[Entries from a dataset]
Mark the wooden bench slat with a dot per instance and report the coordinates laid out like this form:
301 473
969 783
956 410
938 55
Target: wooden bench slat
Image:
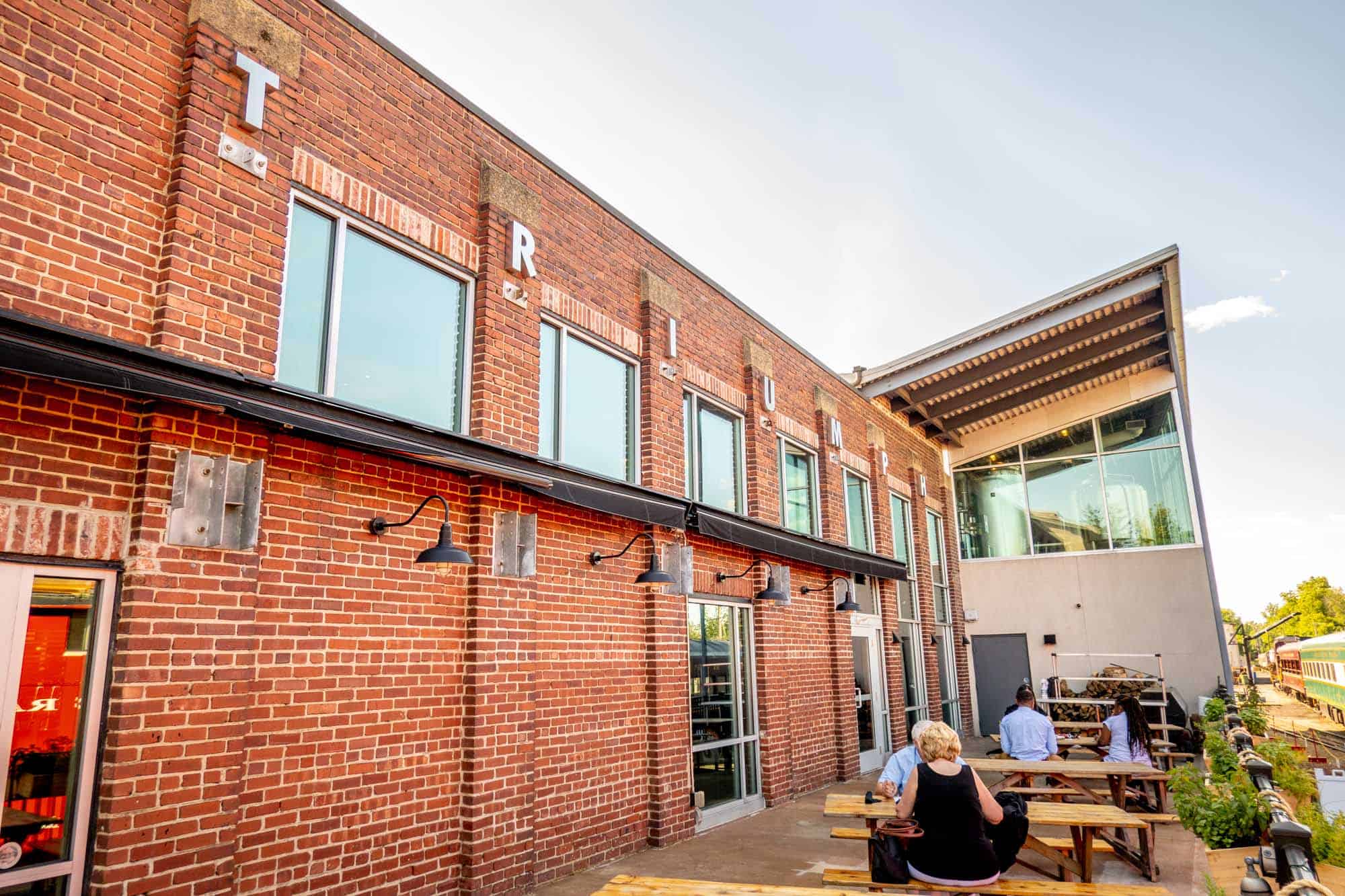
851 833
634 885
1067 845
1007 887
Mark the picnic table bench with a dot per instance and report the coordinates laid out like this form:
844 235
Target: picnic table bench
1071 774
1085 822
1065 725
633 885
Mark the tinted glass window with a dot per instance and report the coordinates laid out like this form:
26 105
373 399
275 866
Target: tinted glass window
303 326
548 396
1149 424
718 446
1067 510
1003 456
1147 499
992 512
598 431
857 512
400 334
797 483
1067 442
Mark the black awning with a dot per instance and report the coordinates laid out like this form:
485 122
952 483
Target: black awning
627 502
42 349
750 533
45 349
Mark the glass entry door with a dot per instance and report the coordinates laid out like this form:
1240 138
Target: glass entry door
870 697
54 627
726 766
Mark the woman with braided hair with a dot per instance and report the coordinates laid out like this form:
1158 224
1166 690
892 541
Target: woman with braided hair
1126 733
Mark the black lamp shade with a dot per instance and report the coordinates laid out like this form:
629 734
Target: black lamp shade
446 552
770 592
654 575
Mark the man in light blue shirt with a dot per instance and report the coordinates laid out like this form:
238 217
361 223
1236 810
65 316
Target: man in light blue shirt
895 774
1026 733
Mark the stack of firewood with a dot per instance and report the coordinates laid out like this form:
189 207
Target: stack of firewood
1121 682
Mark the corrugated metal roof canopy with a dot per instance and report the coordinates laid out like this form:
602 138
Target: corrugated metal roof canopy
1109 327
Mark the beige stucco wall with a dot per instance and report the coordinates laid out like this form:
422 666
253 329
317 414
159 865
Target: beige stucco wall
1128 602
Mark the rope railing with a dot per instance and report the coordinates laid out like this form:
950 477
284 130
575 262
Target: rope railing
1293 841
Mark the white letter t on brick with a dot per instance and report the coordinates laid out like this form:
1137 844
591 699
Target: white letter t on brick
258 81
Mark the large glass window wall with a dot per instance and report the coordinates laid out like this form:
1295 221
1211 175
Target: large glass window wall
1117 481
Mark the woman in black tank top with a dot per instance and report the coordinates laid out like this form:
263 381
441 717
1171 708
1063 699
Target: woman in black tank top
953 806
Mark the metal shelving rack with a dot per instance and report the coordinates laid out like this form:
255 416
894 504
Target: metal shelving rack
1098 701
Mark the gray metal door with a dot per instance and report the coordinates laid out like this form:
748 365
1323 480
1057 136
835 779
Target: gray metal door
1001 663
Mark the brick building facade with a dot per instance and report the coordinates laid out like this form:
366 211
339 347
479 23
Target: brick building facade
310 709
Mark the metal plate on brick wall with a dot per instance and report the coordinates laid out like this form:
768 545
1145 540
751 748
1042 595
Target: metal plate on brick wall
216 502
516 544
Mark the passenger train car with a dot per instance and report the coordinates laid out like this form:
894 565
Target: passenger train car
1315 671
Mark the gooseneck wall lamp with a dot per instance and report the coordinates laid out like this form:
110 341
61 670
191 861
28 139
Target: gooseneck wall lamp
652 576
443 553
847 606
770 592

- **Stated exercise**:
Copy out all of the data word for word. Do not carry over any picture.

- **Written solution**:
Mark the wooden bench slat with a dot per instance and report the coordinates laid out like this form:
301 473
969 783
956 410
938 55
Target: wooden bench slat
Image:
851 833
634 885
1067 845
1007 887
Mark the picnic table bench with a dot per instance and report the coordinates laid out like this form:
844 235
Target: picnic table bench
1071 774
1085 822
1065 725
633 885
Mark the tinted glass window with a dot per instance and report the coordinates laid out like this form:
26 105
373 399
275 866
Target: tinted glass window
303 326
548 396
1149 424
718 446
1067 510
1003 456
1147 499
992 512
598 431
857 512
400 334
797 483
1067 442
Mark the black awning with a dot per instance and report the coordinates laid out like this form:
485 122
952 483
Target: black awning
627 502
42 349
750 533
45 349
Mark the glass entry door with a dot per instance and report the coordinates laid out like this form:
1240 138
Target: glass entry door
870 697
54 627
726 766
Mark the woman with braided hair with a dot per instance and report the coordinates laid out like this form:
1158 224
1166 690
892 541
Target: woman with braided hair
1126 733
Mark the black lamp shade with a dot per instance and report the coordinates laid out like this form:
629 734
Target: black lamp shade
446 552
770 592
654 575
Mark the man in light blue shirt with a dot per instance and report the coordinates laid out like this form:
238 217
361 223
1236 810
65 316
Target: man in light blue shirt
895 774
1026 733
Mark the stack of firewood with a dot per instance and report the coordinates laid out like this form:
189 207
Target: stack of firewood
1121 682
Mark the corrugated metal roof canopy with a dot per instance and report the coordinates laid out like this form:
602 138
Target: corrugated metal roof canopy
1109 327
Mark the beige stucco wall with a dot per instance and report the coordinates laid out like this form:
422 666
253 329
317 414
159 865
Target: beige stucco wall
1128 602
Mark the rope railing with a dot per instance and report the coordinates laid out like this form:
950 477
284 130
575 262
Target: rope railing
1293 841
Mark the white letter t on brick with a dot per instance and report the coordinates laid out like this form:
1137 844
591 699
Target: white letter t on brick
258 81
Mark the large glass window wall with a dot per instance and report the coordinates laid out like this form:
1295 221
1211 175
Target: large glass window wall
1117 481
Mark the woman in black tank top with a dot per instance and report the coordinates laid out like this form:
263 381
441 717
1171 708
1063 699
Target: woman in black tank top
953 806
Mark the metal shelving rack with a dot per instance and report the coordinates laid out like this form:
255 416
894 504
Target: metal shelving rack
1098 701
Mark the gray metal door with a dot per instance and report the coordinates laid out like this form:
748 365
1323 480
1057 136
835 779
Target: gray metal door
1001 663
Mark the brick building facade with a dot per instance and report the coordinates laid out like this form:
366 211
339 347
479 23
Target: brick building facade
310 709
Mark the metal plate on brick wall with a dot per instance and report the coordinates laid out like this form:
768 545
1145 540
751 748
1042 595
Target: metal plate on brick wall
216 502
516 544
Mark the passenger train car with a dot per instance and report the coordinates laid out like this form:
894 565
Target: passenger train car
1315 671
Mark the gooseneck wall lamp with a dot per instance and report the coordinates laid out like this form:
110 341
61 670
191 861
28 139
Target: gooseneck wall lamp
652 576
443 553
847 606
770 592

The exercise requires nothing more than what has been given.